» TASK GOAL
In the passage on Medicare spending research below, how much higher are costs in high-spending areas than in low-spending areas once MedPAC's adjustments are made?
Start of TEXT PASSAGE
A potential problem with the Dartmouth research is that if there are unmeasured differences in health between patients who go to different providers, then the finding that greater spending is unrelated to outcomes could simply derive from people in worse health being very expensive to treat. The Dartmouth researchers use relatively crude measures to statistically control for these differences (because they are the only ones available).

MIT economist Joseph Doyle got around this problem by looking at patients who needed emergency care while they were visiting Florida. Because there is no reason to expect that unhealthy tourists are more likely to end up in higher-spending ERs, any differences in outcomes between those who went to high-spending hospitals and those who went to low-spending ones should reflect only the spending difference. Doyle found that higher spending did produce better outcomes.

Disparities in Data

Now MedPAC, the panel that monitors how Medicare reimburses providers and makes recommendations to Congress, has released a study that shows that disparities in Medicare spending are quite a bit smaller when other important factors — such as regional differences in wages and extra reimbursement related to medical education — are taken into account (hat tip to Mickey Kaus). If one looks only at per capita Medicare spending, high-spending areas of the country have costs that are 55 percent higher than low-spending areas of the country (I’m talking about the 90th and 10th percentiles, for those of you statistically inclined). After making MedPAC’s adjustments, however, that difference shrinks to 30 percent.
End of TEXT PASSAGE
Start of EXERCISE DATA
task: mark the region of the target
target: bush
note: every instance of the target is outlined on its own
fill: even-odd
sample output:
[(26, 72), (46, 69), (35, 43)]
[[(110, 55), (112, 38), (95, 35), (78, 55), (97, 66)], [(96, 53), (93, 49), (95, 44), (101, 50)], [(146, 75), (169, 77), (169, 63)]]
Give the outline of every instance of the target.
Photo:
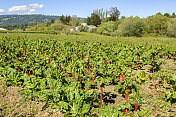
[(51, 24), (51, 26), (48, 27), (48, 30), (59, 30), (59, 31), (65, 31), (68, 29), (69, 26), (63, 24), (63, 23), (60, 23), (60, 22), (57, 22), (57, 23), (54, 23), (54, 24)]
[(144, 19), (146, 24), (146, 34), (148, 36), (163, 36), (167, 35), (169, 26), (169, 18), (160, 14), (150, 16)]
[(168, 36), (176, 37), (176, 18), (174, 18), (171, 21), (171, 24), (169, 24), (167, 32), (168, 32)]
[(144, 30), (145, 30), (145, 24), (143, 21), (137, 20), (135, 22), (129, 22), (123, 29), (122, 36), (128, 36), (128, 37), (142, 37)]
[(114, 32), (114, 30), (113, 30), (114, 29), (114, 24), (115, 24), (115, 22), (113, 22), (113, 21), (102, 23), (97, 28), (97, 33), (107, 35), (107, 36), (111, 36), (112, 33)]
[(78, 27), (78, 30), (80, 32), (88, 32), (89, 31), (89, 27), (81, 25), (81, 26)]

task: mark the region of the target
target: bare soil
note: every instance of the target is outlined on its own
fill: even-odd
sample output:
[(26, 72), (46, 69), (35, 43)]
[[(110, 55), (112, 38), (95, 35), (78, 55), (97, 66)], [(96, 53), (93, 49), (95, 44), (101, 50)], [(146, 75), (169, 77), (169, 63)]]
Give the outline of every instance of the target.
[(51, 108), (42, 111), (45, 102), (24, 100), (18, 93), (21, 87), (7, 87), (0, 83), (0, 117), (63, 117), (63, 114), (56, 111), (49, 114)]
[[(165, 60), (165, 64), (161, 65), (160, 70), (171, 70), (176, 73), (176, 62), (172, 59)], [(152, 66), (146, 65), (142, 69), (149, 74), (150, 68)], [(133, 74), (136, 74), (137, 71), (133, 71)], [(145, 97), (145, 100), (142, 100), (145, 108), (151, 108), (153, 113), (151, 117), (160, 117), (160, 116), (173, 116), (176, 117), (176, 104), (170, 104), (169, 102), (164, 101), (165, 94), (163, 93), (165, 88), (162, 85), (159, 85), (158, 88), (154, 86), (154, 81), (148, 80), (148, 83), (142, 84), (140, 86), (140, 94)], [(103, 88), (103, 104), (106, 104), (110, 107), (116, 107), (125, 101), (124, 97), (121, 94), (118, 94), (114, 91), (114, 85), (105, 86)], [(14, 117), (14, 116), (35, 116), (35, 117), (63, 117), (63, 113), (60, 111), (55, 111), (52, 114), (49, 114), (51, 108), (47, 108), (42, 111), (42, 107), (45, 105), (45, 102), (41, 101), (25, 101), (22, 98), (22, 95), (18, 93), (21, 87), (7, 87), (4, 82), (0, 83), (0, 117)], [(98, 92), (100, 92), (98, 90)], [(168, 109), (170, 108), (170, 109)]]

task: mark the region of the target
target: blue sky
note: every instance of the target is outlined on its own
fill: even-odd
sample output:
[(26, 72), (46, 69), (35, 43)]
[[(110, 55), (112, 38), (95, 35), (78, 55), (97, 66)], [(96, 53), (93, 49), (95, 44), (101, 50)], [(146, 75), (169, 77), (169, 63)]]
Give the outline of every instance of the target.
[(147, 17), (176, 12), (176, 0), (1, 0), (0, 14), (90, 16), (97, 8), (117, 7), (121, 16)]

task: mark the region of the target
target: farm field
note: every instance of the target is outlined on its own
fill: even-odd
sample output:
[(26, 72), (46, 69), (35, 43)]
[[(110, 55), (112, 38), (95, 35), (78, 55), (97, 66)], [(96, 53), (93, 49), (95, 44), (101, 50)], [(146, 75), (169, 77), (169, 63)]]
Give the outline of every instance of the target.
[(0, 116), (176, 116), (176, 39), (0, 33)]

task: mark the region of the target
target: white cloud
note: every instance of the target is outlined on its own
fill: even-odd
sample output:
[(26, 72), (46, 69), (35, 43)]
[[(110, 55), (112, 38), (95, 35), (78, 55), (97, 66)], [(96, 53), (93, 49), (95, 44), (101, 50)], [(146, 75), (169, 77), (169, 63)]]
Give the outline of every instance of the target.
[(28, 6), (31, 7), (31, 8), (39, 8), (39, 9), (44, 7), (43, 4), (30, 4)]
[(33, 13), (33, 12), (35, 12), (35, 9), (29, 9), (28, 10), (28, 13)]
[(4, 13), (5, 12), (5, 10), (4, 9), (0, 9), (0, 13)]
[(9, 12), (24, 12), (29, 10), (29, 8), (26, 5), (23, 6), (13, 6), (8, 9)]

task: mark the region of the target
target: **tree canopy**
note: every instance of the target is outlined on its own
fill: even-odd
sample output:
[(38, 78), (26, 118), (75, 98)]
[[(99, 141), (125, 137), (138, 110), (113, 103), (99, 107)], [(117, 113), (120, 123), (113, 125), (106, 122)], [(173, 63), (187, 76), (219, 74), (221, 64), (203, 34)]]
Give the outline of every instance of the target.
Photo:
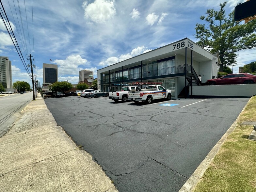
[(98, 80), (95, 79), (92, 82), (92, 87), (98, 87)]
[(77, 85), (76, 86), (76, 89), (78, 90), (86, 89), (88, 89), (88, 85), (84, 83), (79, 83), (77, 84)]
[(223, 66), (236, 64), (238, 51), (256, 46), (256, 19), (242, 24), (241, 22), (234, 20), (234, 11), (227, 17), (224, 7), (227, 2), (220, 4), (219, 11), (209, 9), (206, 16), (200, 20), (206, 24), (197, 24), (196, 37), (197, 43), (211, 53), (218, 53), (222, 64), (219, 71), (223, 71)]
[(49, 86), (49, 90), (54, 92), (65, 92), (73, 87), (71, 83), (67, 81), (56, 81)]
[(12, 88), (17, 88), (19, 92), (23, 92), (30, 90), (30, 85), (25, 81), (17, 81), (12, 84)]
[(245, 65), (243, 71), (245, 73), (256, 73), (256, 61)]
End of EXERCISE DATA
» ANSWER
30 percent higher.